Excerpts from segmentation records
--------------------
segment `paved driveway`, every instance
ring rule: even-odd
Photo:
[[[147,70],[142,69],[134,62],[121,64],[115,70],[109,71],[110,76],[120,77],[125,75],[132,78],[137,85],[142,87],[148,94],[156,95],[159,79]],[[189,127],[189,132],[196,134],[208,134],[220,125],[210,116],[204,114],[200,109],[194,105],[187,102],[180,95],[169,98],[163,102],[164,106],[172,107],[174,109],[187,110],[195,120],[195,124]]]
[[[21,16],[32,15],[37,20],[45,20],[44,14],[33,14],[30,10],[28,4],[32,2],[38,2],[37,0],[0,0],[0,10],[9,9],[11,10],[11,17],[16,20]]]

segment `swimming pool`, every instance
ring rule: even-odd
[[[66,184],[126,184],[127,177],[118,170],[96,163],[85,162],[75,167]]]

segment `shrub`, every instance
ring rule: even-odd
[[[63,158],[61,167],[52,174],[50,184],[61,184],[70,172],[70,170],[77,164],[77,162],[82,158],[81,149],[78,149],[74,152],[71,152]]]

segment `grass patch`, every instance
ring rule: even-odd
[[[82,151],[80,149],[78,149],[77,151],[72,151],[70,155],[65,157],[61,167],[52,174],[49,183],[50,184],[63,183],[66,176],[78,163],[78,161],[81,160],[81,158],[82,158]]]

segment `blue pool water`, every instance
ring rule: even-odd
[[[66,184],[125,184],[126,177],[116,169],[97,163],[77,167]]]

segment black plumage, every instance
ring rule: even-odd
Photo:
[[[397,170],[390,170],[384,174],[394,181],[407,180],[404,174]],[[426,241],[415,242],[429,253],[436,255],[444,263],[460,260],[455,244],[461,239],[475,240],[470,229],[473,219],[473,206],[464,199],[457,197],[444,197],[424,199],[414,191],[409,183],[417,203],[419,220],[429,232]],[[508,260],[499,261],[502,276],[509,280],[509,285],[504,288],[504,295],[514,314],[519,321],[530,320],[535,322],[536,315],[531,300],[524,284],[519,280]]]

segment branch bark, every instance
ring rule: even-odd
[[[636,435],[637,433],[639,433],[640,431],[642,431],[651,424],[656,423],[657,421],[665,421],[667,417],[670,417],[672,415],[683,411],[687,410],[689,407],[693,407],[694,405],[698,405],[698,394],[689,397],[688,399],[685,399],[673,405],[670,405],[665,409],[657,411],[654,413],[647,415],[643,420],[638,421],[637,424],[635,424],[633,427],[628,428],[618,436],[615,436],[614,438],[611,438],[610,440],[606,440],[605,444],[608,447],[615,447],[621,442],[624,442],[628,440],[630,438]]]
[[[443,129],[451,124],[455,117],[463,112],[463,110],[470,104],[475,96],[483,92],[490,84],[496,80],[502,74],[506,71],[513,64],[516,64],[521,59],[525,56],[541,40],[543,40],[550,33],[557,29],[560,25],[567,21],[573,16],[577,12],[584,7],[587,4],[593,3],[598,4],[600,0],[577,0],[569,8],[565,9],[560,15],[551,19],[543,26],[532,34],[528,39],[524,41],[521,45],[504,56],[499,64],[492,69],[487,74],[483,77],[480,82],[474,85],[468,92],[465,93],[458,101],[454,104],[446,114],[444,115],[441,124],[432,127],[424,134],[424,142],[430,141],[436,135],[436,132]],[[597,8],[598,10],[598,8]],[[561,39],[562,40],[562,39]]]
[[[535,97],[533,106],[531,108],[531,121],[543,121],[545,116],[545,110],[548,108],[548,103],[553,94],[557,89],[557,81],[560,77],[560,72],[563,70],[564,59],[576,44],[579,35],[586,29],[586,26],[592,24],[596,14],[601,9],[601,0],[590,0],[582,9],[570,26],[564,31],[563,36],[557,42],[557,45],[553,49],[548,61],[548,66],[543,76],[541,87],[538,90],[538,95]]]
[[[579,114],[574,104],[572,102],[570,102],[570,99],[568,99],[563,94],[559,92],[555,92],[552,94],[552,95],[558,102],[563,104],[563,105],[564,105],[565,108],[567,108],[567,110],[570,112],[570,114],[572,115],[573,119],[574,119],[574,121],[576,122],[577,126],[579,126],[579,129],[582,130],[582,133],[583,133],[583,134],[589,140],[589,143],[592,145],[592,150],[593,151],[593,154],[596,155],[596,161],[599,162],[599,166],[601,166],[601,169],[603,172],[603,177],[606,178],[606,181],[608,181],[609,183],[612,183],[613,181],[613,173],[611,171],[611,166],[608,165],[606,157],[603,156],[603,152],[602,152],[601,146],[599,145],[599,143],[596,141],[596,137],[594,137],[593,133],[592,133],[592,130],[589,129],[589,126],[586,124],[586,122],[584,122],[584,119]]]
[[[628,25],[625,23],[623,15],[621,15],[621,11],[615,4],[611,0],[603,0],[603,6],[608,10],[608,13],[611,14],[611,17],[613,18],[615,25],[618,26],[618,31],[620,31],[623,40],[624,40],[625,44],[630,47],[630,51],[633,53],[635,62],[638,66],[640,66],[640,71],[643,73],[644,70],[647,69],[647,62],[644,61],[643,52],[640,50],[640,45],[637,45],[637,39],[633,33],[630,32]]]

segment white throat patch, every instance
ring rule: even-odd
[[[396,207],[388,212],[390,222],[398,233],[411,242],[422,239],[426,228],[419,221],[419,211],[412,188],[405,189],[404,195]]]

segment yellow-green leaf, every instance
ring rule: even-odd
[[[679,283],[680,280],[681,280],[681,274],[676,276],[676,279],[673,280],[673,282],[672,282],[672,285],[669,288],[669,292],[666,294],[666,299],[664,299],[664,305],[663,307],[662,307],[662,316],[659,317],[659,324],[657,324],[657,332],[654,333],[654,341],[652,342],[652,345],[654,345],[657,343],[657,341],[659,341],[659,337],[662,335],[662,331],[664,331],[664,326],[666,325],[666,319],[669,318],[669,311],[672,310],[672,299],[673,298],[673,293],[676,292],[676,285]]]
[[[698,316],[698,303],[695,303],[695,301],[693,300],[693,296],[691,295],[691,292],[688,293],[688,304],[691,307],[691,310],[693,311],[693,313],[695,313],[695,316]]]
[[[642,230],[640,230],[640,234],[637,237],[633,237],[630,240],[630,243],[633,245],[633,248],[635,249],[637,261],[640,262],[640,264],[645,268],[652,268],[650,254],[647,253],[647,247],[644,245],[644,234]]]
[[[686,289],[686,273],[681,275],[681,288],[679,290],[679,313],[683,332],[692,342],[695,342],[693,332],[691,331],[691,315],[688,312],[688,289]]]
--------------------
• _Description of the task_: Return the lines from the line containing "segment white throat patch, every instance" to the end of the entries above, exactly as they appear and with no other output.

• _Response_:
segment white throat patch, every instance
ring rule: even-odd
[[[396,207],[388,212],[390,222],[398,233],[411,242],[422,239],[426,228],[419,221],[419,211],[412,188],[405,189],[404,195]]]

segment yellow-green leaf, every instance
ring rule: even-odd
[[[679,283],[680,280],[681,280],[681,274],[676,276],[676,279],[673,280],[673,282],[672,282],[672,285],[669,288],[669,292],[666,294],[666,299],[664,299],[664,305],[663,307],[662,307],[662,316],[659,317],[659,324],[657,324],[657,332],[654,333],[654,341],[652,342],[652,345],[654,345],[657,343],[657,341],[659,341],[659,337],[662,335],[662,331],[664,331],[664,326],[666,325],[666,319],[669,318],[669,311],[672,310],[672,299],[673,298],[673,293],[676,292],[676,285]]]
[[[698,316],[698,303],[695,303],[695,301],[693,300],[693,296],[691,295],[691,292],[688,293],[688,304],[691,307],[691,310],[693,311],[693,313],[695,313],[695,316]]]
[[[642,230],[640,230],[640,234],[637,237],[633,237],[630,240],[630,243],[633,245],[633,248],[635,249],[637,261],[640,262],[640,264],[645,268],[652,268],[650,254],[647,253],[647,247],[644,245],[644,234]]]
[[[686,289],[686,273],[681,275],[681,288],[679,290],[679,313],[683,332],[692,342],[695,342],[693,332],[691,331],[691,315],[688,312],[688,289]]]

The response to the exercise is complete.